EXERCISE: Convert the lines of the entries below into a single numbered list, omitting any blank lines.
━━━━━━━━━━
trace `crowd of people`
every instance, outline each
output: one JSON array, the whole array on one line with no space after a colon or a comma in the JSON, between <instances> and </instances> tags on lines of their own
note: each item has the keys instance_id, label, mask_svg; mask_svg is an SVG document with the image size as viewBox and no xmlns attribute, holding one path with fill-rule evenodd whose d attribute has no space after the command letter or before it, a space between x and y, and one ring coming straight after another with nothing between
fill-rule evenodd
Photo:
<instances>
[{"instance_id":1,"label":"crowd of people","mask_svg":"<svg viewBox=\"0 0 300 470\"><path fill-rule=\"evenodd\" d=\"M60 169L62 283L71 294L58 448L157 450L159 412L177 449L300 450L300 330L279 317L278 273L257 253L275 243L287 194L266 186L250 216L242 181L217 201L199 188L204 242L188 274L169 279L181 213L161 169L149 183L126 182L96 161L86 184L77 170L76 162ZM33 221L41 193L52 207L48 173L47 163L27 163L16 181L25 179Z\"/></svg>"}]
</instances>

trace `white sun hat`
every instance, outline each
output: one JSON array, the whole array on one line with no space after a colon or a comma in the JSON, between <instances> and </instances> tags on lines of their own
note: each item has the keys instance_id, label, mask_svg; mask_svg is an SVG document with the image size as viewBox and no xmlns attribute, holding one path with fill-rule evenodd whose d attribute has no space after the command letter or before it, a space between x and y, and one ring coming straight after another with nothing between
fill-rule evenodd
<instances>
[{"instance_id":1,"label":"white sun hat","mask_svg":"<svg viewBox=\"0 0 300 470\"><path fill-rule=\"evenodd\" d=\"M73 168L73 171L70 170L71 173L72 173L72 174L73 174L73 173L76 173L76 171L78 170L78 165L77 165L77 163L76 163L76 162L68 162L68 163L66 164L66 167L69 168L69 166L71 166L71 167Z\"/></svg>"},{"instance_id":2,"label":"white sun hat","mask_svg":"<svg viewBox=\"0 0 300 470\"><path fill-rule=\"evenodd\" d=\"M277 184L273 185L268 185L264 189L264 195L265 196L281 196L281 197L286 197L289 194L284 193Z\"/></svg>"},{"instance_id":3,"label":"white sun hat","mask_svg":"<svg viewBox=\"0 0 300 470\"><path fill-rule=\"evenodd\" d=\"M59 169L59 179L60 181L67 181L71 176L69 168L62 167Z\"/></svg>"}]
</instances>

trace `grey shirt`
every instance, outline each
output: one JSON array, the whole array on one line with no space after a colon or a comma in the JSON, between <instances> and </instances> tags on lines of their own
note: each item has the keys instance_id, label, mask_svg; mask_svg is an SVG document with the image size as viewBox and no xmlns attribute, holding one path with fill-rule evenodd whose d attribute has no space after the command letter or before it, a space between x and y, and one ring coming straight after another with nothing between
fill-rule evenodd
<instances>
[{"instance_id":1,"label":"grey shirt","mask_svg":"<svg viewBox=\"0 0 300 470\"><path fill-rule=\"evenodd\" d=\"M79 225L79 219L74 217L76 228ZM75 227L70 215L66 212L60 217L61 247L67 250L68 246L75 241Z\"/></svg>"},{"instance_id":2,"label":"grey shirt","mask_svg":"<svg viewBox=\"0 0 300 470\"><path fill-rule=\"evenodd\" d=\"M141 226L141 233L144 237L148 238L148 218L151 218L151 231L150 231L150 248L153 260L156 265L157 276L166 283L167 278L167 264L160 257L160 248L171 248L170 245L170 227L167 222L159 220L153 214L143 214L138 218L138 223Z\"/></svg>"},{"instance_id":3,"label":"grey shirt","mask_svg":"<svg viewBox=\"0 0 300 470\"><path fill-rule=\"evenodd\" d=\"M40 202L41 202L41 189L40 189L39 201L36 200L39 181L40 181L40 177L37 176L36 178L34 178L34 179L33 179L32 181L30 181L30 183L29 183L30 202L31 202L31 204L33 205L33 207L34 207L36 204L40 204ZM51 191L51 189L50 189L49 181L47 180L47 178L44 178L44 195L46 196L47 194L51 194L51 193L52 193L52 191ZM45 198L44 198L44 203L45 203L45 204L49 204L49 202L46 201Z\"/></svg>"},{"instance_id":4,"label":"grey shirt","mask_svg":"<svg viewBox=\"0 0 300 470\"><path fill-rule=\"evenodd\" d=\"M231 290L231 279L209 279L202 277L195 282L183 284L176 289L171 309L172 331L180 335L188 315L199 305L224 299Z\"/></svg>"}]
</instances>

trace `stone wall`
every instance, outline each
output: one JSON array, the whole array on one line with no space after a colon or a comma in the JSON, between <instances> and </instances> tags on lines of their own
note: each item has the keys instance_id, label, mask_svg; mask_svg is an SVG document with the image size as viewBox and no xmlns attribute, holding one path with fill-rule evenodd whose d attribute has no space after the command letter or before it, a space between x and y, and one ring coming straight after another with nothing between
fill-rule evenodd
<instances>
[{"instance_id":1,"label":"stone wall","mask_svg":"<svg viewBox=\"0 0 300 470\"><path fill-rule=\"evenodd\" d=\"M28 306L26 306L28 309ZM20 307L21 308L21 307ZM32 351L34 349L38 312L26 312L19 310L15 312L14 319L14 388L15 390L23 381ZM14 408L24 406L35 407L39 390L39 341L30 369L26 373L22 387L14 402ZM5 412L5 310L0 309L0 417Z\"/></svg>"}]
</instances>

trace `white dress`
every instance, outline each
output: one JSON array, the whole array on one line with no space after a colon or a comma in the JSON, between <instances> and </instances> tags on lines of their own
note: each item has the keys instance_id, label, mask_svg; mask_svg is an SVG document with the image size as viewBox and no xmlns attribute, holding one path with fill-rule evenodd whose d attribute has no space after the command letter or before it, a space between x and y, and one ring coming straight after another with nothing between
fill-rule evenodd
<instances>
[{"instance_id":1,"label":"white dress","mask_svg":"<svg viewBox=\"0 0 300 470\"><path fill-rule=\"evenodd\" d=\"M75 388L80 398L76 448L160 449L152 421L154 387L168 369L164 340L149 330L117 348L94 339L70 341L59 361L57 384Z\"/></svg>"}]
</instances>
━━━━━━━━━━
ANSWER TO THIS EXERCISE:
1. trace `crowd of people`
2. every instance, outline each
3. output: one JSON array, the whole array on one line with no space after a colon or a comma in the JSON, between <instances> and </instances> tags on lines of their own
4. note: each item has the keys instance_id, label, mask_svg; mask_svg is an SVG document with the image size as viewBox and no xmlns attribute, holding one path with fill-rule evenodd whose d attribute has no space after the command letter or before it, a space between x and y, and one ring coming straight after another with nothing between
5. fill-rule evenodd
6. Photo:
7. <instances>
8. [{"instance_id":1,"label":"crowd of people","mask_svg":"<svg viewBox=\"0 0 300 470\"><path fill-rule=\"evenodd\" d=\"M60 169L62 283L71 294L58 448L157 450L159 412L177 449L300 450L300 330L279 317L278 273L257 253L275 243L287 194L266 186L250 216L242 181L217 201L199 188L204 242L188 274L169 279L181 213L161 169L149 183L126 182L96 161L86 184L77 170L76 162ZM33 221L41 193L52 207L48 173L47 163L27 163L16 181L25 179Z\"/></svg>"}]
9. </instances>
10. trace `white sun hat`
11. every instance, outline each
12. output: one JSON array, the whole array on one line with no space after a colon or a comma in the JSON, between <instances> and </instances> tags on lines of their own
13. note: each item has the keys instance_id, label, mask_svg; mask_svg is an SVG document with the image size as viewBox and no xmlns attribute, holding one path with fill-rule evenodd whose d attribute has no space after the command letter or before it, a space between x and y, and one ring coming straight after another with nothing between
14. fill-rule evenodd
15. <instances>
16. [{"instance_id":1,"label":"white sun hat","mask_svg":"<svg viewBox=\"0 0 300 470\"><path fill-rule=\"evenodd\" d=\"M73 168L73 171L70 170L71 173L72 173L72 174L73 174L73 173L76 173L76 171L78 170L78 165L77 165L77 163L76 163L76 162L68 162L68 163L66 164L66 167L69 168L69 166L71 166L71 167Z\"/></svg>"},{"instance_id":2,"label":"white sun hat","mask_svg":"<svg viewBox=\"0 0 300 470\"><path fill-rule=\"evenodd\" d=\"M277 184L273 185L268 185L264 189L264 195L265 196L281 196L281 197L286 197L289 194L284 193Z\"/></svg>"},{"instance_id":3,"label":"white sun hat","mask_svg":"<svg viewBox=\"0 0 300 470\"><path fill-rule=\"evenodd\" d=\"M59 169L59 179L60 181L67 181L71 176L69 168L62 167Z\"/></svg>"}]
17. </instances>
18. trace `grey shirt`
19. every instance, outline each
20. output: one JSON array, the whole array on one line with no space after a colon or a comma in the JSON, between <instances> and </instances> tags on lines of their own
21. note: each item has the keys instance_id, label, mask_svg; mask_svg is an SVG document with the image size as viewBox and no xmlns attribute, holding one path with fill-rule evenodd whose d attribute has no space after the command letter or before it, a space between x and y, and one ring coming straight after another with nothing between
22. fill-rule evenodd
23. <instances>
24. [{"instance_id":1,"label":"grey shirt","mask_svg":"<svg viewBox=\"0 0 300 470\"><path fill-rule=\"evenodd\" d=\"M79 225L79 219L74 217L76 228ZM75 227L70 215L66 212L60 217L61 247L67 250L68 246L75 241Z\"/></svg>"},{"instance_id":2,"label":"grey shirt","mask_svg":"<svg viewBox=\"0 0 300 470\"><path fill-rule=\"evenodd\" d=\"M141 226L141 233L144 237L148 238L148 218L151 218L151 231L150 231L150 248L153 260L156 265L157 276L166 283L167 278L167 264L160 257L160 248L171 248L170 245L170 227L167 222L159 220L153 214L143 214L138 218L138 223Z\"/></svg>"},{"instance_id":3,"label":"grey shirt","mask_svg":"<svg viewBox=\"0 0 300 470\"><path fill-rule=\"evenodd\" d=\"M40 202L41 202L41 189L40 189L39 201L36 200L39 181L40 181L40 177L37 176L36 178L34 178L34 179L33 179L32 181L30 181L30 183L29 183L30 202L31 202L31 204L33 205L33 207L34 207L36 204L40 204ZM51 191L51 189L50 189L49 181L47 180L47 178L44 178L44 195L46 196L47 194L51 194L51 193L52 193L52 191ZM45 198L44 198L44 203L45 203L45 204L49 204L49 202L46 201Z\"/></svg>"},{"instance_id":4,"label":"grey shirt","mask_svg":"<svg viewBox=\"0 0 300 470\"><path fill-rule=\"evenodd\" d=\"M231 290L231 279L209 279L202 277L195 282L183 284L176 289L171 309L172 331L180 335L188 315L199 305L224 299Z\"/></svg>"}]
25. </instances>
26. trace `stone wall`
27. every instance, outline each
28. output: one JSON array, the whole array on one line with no space after a colon or a comma in the JSON, between <instances> and </instances> tags on lines of their own
29. note: each item has the keys instance_id, label, mask_svg; mask_svg is an SVG document with the image size as viewBox and no xmlns attribute, holding one path with fill-rule evenodd whose d attribute has no space after the command letter or before it, a space between x and y, and one ring coming straight after another with nothing between
30. fill-rule evenodd
31. <instances>
32. [{"instance_id":1,"label":"stone wall","mask_svg":"<svg viewBox=\"0 0 300 470\"><path fill-rule=\"evenodd\" d=\"M28 306L26 306L28 309ZM20 307L21 308L21 307ZM32 351L34 349L38 312L26 312L19 310L15 312L14 319L14 388L15 390L23 381ZM14 408L24 406L35 407L39 390L39 341L30 369L26 373L22 387L14 402ZM5 412L5 310L0 309L0 417Z\"/></svg>"}]
33. </instances>
34. trace `white dress`
35. every instance, outline each
36. output: one JSON array, the whole array on one line with no space after a colon or a comma in the JSON, between <instances> and </instances> tags on lines of their own
37. note: each item has the keys instance_id, label, mask_svg; mask_svg is an SVG document with the image size as viewBox and no xmlns attribute, holding one path with fill-rule evenodd whose d attribute has no space after the command letter or before it, a space between x and y, and one ring coming straight after another with nothing between
38. fill-rule evenodd
39. <instances>
40. [{"instance_id":1,"label":"white dress","mask_svg":"<svg viewBox=\"0 0 300 470\"><path fill-rule=\"evenodd\" d=\"M75 388L80 398L76 448L160 449L152 421L154 387L168 369L164 340L149 330L117 348L94 339L70 341L59 361L57 384Z\"/></svg>"}]
41. </instances>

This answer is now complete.